In years past, there’s been no shortage of debate over whether there should even be a Black History Month. Shukree Hassan Tilghman’s 2012 film, “More than a Month offers an excellent account of the long and ongoing debate about the need and value of African American history’s allotted time on the calendar. There could be no question, though, that the Trump White House, with its many attempts to engage the African American past, was hoping to improve its political footing, not weaken it.

But the rest of February didn’t get much better. In response to a question about Coretta Scott-King’s 1986 condemnation of Jeff Sessions, Press Secretary Sean Spicer said he’d hoped, if alive, Scott-King would support Sessions’s 2016 nomination for Attorney General (doubtful). The Department of Education tweeted about W. E. B. Du Bois, only to misspell his name. The Trump Administration even revised the history of black colleges and universities (HBCUs) to fit its own talking points. Established as necessary sanctuaries against racism in higher education, HBCUs became, according to Education Secretary Besty DeVos, towering examples of the time-worn success of “school choice.” Throughout Black History month, the White House’s self-inflicted missteps provided rich material for commentary or comedy, and its own hashtag: #alternativeblacks.

Not whither Black History Month, but how?

Amrita Chakrabarti Myers, a professor at the Indiana University, noted, “When I travel for Black History Month to give talks, it’s not really the black students that I’m talking to.” Myers admitted that the smattering of black students at predominantly white institutions are “excited that I’m there,” but at most places the people packing auditoriums are white.

Myers believes that people who might not be open to learning about the history of racial injustice at, perhaps, a Black Lives Matter event, are more likely to attend a Black History Month function. And it’s important to reach those unfamiliar with the African American past. “When we get those folks in the door,” she said, “we have a chance to do some real teaching and some real educating to folks who literally have no clue about black history.”

The question of white reception and acceptability has shaped the reception of African American history since before the mid-1920s, when Carter G. Woodson, a black Harvard graduate, established “Negro History Week.” Woodson was intent on highlighting black contributions to American history and culture. He also helped launched a moment in which African American historians, like Du Bois and John Hope Franklin, made it their mission to push white audiences to integrate black history into the mainstream.

More political than not

People on both ends of the political spectrum see Black History Month as an important political opening. Historians often find themselves stretched to meet all of the invitations to speak at K-12 schools, government offices, and at university gatherings. Political commentators and reporters use the time to make greater demands on their audiences to consider the importance of racial justice or black representation. And in a moment where political and commercial concerns collide, February even allows corporations to safely target black consumers without fear of being considered negligent to “mainstream” (i.e. white) concerns.

Arguably, no one has been more effective at introducing white Americans to African American history and culture in recent years than Henry Louis Gates, Jr. Between his work on public television, his various edited volumes, popular writing, consulting and other projects, Gates has become, for many white Americans, the single most recognizable scholar of black history.

========

Decide whether each statement agrees with the passage on Black History Month, answering yes or no and quoting the passage's deciding words: (a) Carter G. Woodson established "Negro History Week." (b) Myers says the audiences at her Black History Month talks are mostly black students. (c) The Department of Education spelled Du Bois's name correctly in its tweet. The records that follow were taken from a separate source.

[Stored records]
========

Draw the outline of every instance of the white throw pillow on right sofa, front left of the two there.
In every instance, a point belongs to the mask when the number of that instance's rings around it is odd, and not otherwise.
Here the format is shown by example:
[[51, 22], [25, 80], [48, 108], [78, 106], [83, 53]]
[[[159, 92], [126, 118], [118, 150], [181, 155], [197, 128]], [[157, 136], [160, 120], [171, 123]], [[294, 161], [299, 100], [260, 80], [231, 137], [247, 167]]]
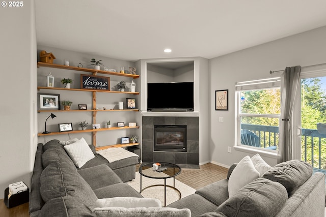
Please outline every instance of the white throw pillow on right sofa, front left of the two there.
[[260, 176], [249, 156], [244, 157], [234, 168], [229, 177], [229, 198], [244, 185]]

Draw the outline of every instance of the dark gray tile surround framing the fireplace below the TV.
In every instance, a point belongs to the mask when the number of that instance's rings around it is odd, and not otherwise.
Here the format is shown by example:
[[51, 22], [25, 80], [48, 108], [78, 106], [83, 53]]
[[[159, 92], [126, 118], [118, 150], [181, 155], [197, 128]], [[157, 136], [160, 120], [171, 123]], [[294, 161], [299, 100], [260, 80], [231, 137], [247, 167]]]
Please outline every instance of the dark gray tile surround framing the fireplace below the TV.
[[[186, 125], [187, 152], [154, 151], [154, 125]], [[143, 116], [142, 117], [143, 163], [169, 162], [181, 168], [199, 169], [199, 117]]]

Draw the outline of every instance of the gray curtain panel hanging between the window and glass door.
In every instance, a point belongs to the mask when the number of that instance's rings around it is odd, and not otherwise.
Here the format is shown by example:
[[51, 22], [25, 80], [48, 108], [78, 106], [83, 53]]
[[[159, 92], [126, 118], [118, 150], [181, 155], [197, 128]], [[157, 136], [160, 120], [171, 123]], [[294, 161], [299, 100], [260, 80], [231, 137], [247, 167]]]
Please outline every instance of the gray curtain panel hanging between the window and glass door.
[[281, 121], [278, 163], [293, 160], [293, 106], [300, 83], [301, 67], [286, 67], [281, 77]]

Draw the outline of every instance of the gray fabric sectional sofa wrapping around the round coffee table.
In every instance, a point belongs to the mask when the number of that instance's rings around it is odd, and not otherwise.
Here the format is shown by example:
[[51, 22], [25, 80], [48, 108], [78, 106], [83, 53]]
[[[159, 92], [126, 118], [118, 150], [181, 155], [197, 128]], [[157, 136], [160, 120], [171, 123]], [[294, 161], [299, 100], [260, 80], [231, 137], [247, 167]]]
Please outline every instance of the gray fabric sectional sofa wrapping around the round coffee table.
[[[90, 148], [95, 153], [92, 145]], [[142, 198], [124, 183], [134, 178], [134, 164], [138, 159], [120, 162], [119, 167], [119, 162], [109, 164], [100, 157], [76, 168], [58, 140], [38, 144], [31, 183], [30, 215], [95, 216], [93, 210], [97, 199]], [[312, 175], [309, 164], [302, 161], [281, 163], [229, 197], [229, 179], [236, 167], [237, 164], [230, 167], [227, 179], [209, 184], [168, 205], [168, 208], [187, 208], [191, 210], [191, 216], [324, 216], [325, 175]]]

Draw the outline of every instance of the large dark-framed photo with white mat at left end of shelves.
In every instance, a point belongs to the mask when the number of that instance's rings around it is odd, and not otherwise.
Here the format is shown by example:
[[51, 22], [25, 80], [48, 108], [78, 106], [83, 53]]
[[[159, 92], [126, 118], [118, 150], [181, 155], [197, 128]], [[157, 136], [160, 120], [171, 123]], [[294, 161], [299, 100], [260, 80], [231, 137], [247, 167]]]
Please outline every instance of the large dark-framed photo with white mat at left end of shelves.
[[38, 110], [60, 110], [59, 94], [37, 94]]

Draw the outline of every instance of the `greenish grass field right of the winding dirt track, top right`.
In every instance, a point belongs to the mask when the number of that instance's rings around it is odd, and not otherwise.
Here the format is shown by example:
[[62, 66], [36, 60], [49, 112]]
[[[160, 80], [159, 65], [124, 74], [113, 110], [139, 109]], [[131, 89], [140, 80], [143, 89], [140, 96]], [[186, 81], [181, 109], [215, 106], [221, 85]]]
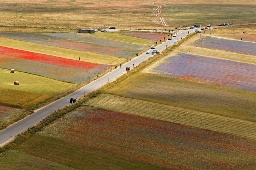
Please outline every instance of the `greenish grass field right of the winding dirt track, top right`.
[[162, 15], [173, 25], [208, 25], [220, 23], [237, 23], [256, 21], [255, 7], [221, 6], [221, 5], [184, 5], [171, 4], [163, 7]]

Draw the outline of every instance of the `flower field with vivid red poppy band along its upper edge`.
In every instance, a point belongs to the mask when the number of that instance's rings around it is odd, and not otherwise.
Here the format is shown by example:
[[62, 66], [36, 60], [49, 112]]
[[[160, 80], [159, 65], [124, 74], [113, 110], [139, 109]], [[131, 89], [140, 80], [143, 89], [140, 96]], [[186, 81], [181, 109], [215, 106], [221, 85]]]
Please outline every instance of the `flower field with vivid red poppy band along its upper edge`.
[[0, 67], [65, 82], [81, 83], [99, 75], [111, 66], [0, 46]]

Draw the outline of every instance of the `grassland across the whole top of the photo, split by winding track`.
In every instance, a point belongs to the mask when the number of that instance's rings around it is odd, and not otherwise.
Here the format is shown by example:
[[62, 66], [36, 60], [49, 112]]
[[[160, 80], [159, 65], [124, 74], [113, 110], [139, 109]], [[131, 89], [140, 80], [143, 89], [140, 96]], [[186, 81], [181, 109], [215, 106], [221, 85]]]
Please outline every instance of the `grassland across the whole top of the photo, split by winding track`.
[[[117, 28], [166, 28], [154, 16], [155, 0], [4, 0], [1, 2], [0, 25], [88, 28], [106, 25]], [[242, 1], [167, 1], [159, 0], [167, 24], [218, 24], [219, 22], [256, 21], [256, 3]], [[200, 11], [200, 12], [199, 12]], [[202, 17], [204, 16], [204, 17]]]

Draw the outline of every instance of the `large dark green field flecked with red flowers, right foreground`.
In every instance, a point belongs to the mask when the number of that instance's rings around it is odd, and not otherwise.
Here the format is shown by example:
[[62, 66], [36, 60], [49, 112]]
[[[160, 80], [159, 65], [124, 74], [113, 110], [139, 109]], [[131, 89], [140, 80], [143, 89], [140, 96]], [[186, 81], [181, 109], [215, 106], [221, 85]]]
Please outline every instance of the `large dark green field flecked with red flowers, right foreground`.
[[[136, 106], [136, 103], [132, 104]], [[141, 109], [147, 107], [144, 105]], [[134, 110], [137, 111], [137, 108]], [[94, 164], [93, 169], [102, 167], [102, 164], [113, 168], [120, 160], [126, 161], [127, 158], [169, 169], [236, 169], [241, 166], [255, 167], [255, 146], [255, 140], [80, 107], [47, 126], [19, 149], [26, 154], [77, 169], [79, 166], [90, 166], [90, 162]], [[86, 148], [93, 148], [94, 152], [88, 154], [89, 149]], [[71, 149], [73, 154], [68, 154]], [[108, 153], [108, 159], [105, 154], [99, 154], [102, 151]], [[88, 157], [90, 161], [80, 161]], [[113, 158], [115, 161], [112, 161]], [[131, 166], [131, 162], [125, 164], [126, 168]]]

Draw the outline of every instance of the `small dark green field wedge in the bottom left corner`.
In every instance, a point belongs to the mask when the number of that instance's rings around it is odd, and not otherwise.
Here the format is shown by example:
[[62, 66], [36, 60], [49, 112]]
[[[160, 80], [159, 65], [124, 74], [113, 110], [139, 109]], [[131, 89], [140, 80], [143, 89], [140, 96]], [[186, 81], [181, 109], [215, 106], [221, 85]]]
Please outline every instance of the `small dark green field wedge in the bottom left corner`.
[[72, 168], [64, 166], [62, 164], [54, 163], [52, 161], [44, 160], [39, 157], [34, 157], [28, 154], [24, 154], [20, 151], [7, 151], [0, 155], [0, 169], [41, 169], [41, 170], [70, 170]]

========

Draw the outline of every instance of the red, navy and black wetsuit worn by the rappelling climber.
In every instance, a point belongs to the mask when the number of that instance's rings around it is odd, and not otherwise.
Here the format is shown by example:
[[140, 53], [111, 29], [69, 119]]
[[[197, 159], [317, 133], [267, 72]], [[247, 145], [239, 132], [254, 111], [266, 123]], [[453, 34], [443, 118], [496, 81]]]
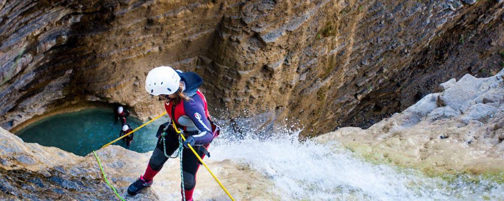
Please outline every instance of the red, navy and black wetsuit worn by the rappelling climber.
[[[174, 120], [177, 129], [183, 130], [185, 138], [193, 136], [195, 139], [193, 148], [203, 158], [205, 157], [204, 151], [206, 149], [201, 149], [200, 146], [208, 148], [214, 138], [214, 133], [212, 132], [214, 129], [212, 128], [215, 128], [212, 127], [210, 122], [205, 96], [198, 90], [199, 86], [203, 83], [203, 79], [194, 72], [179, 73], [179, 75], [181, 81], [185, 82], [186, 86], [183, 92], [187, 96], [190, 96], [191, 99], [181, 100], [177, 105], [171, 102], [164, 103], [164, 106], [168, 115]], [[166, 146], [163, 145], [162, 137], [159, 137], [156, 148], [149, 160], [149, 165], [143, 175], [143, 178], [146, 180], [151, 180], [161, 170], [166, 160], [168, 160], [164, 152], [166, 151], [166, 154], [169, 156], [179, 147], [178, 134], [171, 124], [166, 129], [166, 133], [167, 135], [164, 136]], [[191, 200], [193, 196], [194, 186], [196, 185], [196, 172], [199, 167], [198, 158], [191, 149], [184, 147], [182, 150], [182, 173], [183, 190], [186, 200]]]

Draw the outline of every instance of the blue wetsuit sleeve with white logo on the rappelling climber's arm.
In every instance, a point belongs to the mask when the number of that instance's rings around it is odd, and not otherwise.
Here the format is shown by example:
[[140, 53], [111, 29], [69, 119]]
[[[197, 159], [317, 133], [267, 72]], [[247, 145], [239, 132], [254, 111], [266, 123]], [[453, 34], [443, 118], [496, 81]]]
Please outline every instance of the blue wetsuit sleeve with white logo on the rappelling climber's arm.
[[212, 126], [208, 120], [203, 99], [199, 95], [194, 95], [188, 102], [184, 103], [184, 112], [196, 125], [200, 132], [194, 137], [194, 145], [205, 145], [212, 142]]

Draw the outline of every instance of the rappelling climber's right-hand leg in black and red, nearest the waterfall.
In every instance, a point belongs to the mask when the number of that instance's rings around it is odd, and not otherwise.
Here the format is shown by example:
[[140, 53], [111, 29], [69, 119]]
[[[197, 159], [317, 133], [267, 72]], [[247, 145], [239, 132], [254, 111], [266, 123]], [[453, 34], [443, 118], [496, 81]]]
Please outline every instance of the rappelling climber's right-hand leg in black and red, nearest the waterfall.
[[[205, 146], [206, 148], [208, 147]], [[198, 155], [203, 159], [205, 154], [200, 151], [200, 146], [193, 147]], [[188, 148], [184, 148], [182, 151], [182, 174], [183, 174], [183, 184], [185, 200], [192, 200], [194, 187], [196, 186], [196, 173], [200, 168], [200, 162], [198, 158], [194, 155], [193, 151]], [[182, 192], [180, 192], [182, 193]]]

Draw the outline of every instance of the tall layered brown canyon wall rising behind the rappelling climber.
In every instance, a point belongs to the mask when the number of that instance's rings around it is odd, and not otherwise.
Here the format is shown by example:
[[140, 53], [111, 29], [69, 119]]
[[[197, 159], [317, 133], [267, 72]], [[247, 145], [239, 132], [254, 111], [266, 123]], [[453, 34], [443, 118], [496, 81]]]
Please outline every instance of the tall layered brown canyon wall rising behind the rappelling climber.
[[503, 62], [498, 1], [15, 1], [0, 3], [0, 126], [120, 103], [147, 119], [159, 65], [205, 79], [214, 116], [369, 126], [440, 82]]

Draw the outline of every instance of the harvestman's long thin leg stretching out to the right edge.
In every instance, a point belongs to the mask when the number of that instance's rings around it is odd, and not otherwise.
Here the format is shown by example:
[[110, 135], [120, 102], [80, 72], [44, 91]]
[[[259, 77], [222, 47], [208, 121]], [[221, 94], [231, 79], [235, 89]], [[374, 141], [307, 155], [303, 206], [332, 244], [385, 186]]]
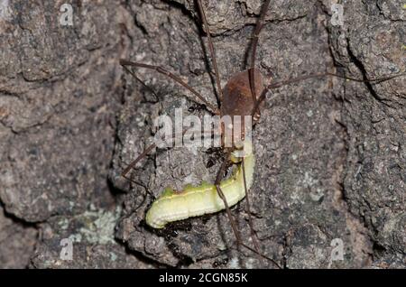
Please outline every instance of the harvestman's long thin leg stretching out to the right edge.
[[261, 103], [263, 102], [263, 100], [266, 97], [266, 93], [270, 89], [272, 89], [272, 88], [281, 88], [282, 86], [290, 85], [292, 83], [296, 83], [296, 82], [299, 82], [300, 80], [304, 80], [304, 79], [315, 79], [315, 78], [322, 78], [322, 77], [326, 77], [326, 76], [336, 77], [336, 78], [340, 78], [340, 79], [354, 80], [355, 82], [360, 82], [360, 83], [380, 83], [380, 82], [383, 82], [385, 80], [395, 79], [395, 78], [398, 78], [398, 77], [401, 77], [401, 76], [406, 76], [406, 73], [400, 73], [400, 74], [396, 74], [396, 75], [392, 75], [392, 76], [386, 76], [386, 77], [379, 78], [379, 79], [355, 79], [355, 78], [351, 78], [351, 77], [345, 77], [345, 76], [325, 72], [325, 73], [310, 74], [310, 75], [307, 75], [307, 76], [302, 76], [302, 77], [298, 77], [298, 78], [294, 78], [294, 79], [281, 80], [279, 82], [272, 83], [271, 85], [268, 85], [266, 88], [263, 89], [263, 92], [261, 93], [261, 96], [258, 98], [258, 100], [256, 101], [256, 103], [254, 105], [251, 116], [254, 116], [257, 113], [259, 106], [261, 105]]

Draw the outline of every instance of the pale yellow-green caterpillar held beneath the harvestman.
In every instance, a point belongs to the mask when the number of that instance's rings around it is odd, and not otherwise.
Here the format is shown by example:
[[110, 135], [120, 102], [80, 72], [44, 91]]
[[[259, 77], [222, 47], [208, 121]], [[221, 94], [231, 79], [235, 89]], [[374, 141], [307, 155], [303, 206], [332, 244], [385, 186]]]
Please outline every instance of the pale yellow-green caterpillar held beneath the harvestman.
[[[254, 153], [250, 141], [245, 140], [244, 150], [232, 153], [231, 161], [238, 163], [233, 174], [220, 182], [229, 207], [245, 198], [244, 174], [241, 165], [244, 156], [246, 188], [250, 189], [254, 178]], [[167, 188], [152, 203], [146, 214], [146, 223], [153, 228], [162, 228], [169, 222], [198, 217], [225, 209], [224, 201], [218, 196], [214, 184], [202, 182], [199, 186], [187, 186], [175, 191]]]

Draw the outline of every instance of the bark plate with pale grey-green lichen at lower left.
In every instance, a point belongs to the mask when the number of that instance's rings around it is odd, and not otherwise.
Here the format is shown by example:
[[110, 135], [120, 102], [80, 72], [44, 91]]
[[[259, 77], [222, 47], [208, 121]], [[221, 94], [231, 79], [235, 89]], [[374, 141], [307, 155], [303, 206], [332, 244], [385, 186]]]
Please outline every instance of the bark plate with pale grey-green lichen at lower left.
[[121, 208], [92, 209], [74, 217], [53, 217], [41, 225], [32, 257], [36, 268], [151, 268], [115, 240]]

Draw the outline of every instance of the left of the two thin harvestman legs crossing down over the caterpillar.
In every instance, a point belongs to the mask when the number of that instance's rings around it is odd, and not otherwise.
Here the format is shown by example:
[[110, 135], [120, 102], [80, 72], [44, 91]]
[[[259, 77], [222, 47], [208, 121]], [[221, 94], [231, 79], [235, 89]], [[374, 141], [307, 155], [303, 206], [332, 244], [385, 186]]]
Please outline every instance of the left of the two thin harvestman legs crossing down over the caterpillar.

========

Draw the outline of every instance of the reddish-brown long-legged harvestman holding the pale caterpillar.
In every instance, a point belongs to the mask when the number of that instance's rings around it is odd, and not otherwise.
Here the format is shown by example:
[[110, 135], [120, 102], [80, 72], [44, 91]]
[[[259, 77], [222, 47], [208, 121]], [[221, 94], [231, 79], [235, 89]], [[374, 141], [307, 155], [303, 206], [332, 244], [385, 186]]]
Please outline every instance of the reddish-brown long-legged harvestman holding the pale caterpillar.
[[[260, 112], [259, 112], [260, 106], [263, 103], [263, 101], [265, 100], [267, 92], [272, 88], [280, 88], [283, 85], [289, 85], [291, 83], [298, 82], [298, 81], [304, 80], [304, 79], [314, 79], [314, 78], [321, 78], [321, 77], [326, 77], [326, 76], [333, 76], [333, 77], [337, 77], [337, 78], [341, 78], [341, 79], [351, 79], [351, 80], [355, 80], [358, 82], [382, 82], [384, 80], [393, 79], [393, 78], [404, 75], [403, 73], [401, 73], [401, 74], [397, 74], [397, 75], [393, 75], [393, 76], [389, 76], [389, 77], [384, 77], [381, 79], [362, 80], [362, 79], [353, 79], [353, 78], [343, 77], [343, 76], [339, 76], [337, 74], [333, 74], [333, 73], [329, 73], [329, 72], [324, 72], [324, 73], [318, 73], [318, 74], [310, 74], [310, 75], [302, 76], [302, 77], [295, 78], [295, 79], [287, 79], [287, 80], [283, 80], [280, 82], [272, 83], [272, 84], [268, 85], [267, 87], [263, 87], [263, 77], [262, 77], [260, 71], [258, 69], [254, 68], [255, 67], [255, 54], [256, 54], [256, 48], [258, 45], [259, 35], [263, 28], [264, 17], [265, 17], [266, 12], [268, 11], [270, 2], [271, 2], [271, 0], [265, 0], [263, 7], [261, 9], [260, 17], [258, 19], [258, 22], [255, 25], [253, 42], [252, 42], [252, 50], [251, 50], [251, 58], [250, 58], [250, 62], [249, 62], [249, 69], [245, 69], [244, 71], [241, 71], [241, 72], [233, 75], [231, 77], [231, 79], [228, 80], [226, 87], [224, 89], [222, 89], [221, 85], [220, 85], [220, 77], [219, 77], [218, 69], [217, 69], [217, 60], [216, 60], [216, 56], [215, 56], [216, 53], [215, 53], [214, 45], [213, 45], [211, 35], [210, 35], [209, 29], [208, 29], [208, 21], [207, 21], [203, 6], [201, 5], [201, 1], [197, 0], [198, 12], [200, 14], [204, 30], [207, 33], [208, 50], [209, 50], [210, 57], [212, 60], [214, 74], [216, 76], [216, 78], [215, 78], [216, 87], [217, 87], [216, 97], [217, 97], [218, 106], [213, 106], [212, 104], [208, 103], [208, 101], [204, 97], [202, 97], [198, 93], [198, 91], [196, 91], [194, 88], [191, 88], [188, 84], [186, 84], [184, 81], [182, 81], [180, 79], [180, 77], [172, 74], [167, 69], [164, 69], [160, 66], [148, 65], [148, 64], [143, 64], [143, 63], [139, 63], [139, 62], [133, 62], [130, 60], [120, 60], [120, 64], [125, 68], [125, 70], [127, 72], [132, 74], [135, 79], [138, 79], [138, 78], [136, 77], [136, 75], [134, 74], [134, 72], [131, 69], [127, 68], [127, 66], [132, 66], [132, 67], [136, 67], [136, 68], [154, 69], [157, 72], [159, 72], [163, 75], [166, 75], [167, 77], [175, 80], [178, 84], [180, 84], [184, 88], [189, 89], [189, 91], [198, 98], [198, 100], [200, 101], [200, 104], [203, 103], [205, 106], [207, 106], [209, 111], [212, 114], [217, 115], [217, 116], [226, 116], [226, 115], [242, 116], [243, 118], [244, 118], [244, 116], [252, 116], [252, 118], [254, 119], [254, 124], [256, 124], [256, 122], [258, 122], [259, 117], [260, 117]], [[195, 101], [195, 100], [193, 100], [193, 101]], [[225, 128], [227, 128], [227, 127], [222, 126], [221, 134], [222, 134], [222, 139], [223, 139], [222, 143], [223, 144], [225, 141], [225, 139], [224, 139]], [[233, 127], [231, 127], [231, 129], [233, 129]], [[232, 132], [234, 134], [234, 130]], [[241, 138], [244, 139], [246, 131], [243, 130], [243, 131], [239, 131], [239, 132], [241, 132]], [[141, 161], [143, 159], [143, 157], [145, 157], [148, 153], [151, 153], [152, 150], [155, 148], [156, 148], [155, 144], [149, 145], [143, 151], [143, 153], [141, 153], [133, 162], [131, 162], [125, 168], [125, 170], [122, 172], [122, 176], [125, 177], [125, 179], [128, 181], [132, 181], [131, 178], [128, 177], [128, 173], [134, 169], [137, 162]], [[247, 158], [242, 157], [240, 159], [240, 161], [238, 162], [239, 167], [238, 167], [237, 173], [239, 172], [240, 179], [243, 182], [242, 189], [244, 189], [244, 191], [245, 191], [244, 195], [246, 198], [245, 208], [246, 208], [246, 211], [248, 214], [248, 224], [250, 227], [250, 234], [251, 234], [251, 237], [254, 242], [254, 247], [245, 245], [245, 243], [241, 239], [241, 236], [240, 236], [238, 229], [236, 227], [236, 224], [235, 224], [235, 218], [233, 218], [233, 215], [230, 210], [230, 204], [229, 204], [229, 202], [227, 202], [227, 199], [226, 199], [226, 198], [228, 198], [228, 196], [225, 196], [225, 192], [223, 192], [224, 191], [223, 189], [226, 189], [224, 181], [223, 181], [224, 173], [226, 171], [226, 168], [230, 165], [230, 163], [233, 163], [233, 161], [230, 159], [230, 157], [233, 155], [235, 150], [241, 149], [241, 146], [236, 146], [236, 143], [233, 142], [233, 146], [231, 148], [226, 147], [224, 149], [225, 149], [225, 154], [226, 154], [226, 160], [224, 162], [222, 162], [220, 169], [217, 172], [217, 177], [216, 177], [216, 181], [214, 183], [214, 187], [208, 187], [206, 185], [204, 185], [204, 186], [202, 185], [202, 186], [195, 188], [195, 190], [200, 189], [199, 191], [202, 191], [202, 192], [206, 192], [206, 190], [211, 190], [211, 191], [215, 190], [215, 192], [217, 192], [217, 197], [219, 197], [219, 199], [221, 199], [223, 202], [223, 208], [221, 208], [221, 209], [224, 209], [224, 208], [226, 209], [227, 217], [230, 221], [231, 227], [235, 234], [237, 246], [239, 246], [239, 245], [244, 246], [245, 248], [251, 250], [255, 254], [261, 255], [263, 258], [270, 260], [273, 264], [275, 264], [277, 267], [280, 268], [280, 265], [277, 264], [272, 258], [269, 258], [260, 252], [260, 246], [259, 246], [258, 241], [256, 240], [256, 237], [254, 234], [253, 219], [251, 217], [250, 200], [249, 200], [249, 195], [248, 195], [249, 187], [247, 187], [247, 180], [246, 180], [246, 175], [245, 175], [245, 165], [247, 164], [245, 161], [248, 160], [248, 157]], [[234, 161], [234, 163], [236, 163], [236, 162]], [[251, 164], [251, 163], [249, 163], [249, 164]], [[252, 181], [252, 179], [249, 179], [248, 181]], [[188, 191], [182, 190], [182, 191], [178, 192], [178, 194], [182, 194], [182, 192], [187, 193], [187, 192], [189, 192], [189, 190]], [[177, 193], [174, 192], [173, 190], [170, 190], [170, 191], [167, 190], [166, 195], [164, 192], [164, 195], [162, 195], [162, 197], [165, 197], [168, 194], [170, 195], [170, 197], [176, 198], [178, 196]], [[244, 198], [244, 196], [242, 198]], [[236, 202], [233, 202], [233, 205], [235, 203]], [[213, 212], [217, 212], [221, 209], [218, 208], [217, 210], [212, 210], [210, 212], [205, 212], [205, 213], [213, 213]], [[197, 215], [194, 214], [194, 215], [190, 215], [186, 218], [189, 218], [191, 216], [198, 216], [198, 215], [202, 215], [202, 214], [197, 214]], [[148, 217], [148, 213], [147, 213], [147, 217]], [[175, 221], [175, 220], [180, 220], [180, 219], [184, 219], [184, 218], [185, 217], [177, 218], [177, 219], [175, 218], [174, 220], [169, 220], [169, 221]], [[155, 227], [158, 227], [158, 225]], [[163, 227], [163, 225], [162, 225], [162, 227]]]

========

■ **PROBLEM SOLUTION**
(a) Yes: "Carter G. Woodson, a black Harvard graduate, established “Negro History Week.”"
(b) No: "at most places the people packing auditoriums are white."
(c) No: "The Department of Education tweeted about W. E. B. Du Bois, only to misspell his name."